◆ **Consignes**:
A - D'après le texte sur La fille du chien, qui a réalisé la linogravure originale sur laquelle s'ouvre le livre ?
B - Reprenez le texte sur La fille du chien de Perrine Le Querrec et prolongez-le à la suite de sa dernière phrase.

Paru aux Editions des Lisières en janvier 2023, La fille du chien de Perrine Le Querrec est un livre d’une douceur délicate où le verbe arrime au plus juste du sensible, dans un livre dont la beauté se suffit à elle seule, s’ouvrant notamment sur une linogravure originale de Laetitia Gaudefroy Colombo.

La fille du chien, et on goûtera déjà cette ambiguïté du complément du nom, nous attire progressivement vers une scène de rencontre, des textes entre eux, des paroles, des êtres. Vers la parole de la fille, vers la parole comme échange, fût-elle tue : « un sourire est-il une réponse ». C’est un espace scénique qui se déploie où interviennent ces présences, ces regards, ces êtres là. Leur décor.

« le livre repose dans la cuisine il

ne traîne pas il y habite demeure

sur la table près de l’assiette unique »

Le décor et l’image, le tableau et les corps, et le récit d’une expérience intime, d’une présence silencieuse qui se répond

« la pensée c’est le bras

c’est la main qui avance

la jambe qui plie

la pensée c’est le chien

le poumon qui se gonfle

l’aorte qui bat »

On demeure envoûtés par cette pantomime délicate où les êtres communiquent de sensations, de ressentis. La chair, le corps, qui sont si présents dans l’écriture et le travail de Perrine Le Querrec sont ici ramenés à leur sensorialité apaisée, comme s’ils demeuraient retirés du monde, biaisant la violence dont on connaît la peinture si visuelle et effervescente. Ici c’est la présence de ce chien-là, sa chaleur, son reflet encore et son hospitalité.

◆ **Données**:
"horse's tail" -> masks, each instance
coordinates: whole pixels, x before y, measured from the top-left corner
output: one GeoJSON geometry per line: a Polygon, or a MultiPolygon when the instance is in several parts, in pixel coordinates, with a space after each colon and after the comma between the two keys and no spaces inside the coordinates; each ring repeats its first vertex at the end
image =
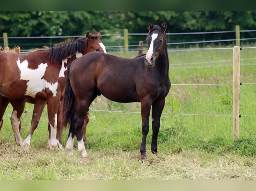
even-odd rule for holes
{"type": "Polygon", "coordinates": [[[67,71],[67,78],[66,88],[64,95],[63,103],[63,115],[62,116],[62,126],[66,128],[71,123],[74,115],[76,102],[76,97],[70,84],[70,66],[68,67],[67,71]]]}

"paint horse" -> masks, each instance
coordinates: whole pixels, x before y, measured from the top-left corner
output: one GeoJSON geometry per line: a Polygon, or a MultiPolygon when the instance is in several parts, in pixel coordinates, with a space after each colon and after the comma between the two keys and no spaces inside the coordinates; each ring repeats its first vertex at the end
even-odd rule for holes
{"type": "Polygon", "coordinates": [[[100,32],[95,35],[87,33],[75,41],[69,40],[53,47],[24,54],[0,52],[0,127],[3,113],[11,100],[14,107],[12,126],[17,145],[28,148],[47,104],[49,132],[47,145],[50,148],[62,148],[62,103],[67,67],[75,59],[88,52],[106,53],[100,36],[100,32]],[[19,127],[26,101],[34,104],[34,106],[30,129],[23,143],[19,127]]]}
{"type": "MultiPolygon", "coordinates": [[[[12,49],[10,50],[10,48],[8,47],[5,47],[4,48],[3,48],[1,46],[0,46],[0,51],[5,51],[6,52],[10,52],[12,53],[15,53],[16,54],[19,54],[20,53],[20,48],[19,46],[15,46],[14,48],[13,48],[12,49]]],[[[10,101],[10,102],[11,104],[12,103],[12,102],[11,101],[10,101]]],[[[0,110],[1,110],[0,109],[0,110]]],[[[1,112],[0,112],[0,116],[3,116],[4,113],[4,112],[5,111],[3,111],[3,112],[2,112],[2,111],[1,111],[1,112]]],[[[1,118],[1,117],[0,117],[1,118]]],[[[3,123],[0,123],[0,130],[1,130],[1,128],[2,128],[2,126],[3,125],[3,123]]],[[[20,136],[21,136],[21,123],[20,123],[19,125],[19,133],[20,135],[20,136]]],[[[1,144],[1,137],[0,137],[0,144],[1,144]]]]}
{"type": "Polygon", "coordinates": [[[73,154],[74,138],[83,157],[87,155],[81,129],[86,111],[97,96],[121,102],[140,102],[142,119],[141,159],[152,107],[151,151],[156,153],[160,117],[171,87],[169,76],[165,22],[161,27],[148,23],[146,54],[132,59],[101,53],[90,53],[75,60],[68,70],[64,96],[63,125],[70,124],[66,149],[73,154]]]}

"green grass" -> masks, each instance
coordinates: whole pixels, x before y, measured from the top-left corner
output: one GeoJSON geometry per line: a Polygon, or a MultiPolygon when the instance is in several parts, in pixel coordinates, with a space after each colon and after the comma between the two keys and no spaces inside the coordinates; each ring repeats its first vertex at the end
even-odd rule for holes
{"type": "MultiPolygon", "coordinates": [[[[256,69],[250,65],[256,61],[255,52],[254,49],[241,51],[243,83],[255,83],[256,69]],[[253,59],[244,60],[248,58],[253,59]]],[[[139,103],[115,102],[102,96],[96,98],[90,108],[85,141],[89,156],[86,158],[77,151],[76,141],[72,156],[65,151],[46,148],[46,110],[29,149],[16,146],[8,106],[1,130],[0,180],[256,179],[256,117],[245,115],[256,114],[256,86],[240,87],[242,117],[239,139],[234,141],[233,117],[229,116],[232,114],[233,86],[177,85],[232,83],[232,49],[169,52],[173,85],[161,119],[158,154],[149,151],[150,125],[147,158],[144,162],[139,160],[142,138],[139,103]],[[206,114],[209,115],[202,115],[206,114]]],[[[22,116],[25,127],[22,131],[23,140],[28,132],[32,108],[27,104],[22,116]]],[[[67,131],[62,134],[64,147],[67,131]]]]}

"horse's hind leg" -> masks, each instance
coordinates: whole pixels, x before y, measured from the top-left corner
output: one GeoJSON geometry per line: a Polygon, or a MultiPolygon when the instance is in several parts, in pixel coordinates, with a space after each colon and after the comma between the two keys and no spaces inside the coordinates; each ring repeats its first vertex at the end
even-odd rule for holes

◆ **Corrigé des exercices**:
A - Laetitia Gaudefroy Colombo.

B -
« chuchotements des vies

répéter l’amour

ancêtres dans le sang

tracer sur les murs les scènes

de chasse de guerre »

Le livre, bel objet disais-je, qui fait se succéder deux types d’écritures. Si la différence est d’abord simplement distinguée par la typographie on comprend assez rapidement qu’elle témoigne d’une communication ininterrompue : ces textes qui se suivent, poèmes ou fragments, se répondent, comme si le second devenait un commentaire qui surgissait de l’extérieur, de cet outre-lieu reculé d’où se disent les présences.

« la terre

gras

elle

l’assiette

sa voix

feuille

sa langue

sa bouche »

Car ce texte dit l’expérience de la solitude et d’une solitude certes partagée mais qui s’érige dans un espace autre, contre le

« le flou partout

la rébellion du corps »

Il est comme l’espace d’une sédition qui a eu lieu et cherche le repos

« petits sanglots se perdre

étreint le coeur et les mâchoires

aucune main ne se tend pour                  vivre

la ramener sur le bon chemin

la terre la détrousse

tant pis pour l’éboulement »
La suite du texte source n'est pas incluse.